START Dataset extract
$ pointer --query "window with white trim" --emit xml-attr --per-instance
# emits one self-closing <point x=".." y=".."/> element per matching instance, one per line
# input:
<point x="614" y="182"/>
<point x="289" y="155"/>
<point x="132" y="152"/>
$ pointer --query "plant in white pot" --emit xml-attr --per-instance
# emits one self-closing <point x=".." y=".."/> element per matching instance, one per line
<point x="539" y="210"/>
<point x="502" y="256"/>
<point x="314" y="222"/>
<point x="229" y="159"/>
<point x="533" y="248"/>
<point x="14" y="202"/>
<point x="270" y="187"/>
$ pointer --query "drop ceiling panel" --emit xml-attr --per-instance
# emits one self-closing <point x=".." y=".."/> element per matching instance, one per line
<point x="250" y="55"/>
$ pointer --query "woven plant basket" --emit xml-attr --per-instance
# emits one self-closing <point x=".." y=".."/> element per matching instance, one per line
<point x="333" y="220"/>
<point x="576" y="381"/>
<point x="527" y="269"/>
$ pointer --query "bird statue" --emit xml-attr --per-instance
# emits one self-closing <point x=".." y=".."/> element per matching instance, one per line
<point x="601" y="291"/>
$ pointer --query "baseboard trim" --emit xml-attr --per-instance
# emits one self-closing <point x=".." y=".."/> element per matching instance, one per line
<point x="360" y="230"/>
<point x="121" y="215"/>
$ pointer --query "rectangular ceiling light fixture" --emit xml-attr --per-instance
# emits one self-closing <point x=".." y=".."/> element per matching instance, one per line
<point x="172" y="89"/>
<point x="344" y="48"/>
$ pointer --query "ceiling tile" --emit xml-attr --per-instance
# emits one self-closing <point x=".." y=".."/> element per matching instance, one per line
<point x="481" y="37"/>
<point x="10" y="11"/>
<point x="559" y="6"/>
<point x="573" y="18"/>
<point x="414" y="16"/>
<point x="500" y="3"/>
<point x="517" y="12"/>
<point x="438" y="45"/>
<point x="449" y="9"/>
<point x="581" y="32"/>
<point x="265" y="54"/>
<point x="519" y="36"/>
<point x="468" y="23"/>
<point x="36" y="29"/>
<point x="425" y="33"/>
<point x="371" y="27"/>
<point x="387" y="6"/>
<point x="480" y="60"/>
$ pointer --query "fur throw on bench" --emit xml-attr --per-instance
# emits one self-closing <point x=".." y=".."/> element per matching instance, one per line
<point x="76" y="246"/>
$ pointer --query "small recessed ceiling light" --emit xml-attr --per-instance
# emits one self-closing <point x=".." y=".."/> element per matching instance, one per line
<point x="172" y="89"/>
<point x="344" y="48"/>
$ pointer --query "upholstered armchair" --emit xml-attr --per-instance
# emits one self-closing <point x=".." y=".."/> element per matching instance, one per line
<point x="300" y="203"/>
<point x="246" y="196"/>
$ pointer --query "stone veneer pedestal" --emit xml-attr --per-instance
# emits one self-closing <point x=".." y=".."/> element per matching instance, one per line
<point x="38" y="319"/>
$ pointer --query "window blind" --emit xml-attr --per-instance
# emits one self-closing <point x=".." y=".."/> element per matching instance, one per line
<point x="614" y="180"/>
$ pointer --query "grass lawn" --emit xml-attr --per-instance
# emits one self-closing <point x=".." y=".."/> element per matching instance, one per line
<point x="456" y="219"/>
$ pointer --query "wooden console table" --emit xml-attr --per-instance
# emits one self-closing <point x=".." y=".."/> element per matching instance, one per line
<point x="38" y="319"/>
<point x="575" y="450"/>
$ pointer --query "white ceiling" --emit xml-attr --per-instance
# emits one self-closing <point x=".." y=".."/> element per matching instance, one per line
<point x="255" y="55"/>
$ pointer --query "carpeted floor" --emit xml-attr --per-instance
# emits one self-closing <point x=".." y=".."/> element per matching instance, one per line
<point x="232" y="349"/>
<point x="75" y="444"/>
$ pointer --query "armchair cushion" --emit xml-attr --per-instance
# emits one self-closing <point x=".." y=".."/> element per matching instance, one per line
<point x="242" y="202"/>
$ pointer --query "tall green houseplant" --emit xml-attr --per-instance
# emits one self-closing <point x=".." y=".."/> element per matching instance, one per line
END Dataset extract
» **Required action**:
Give the number of lines in the data that contain the word "trim", and add no other text.

» **Written reply**:
2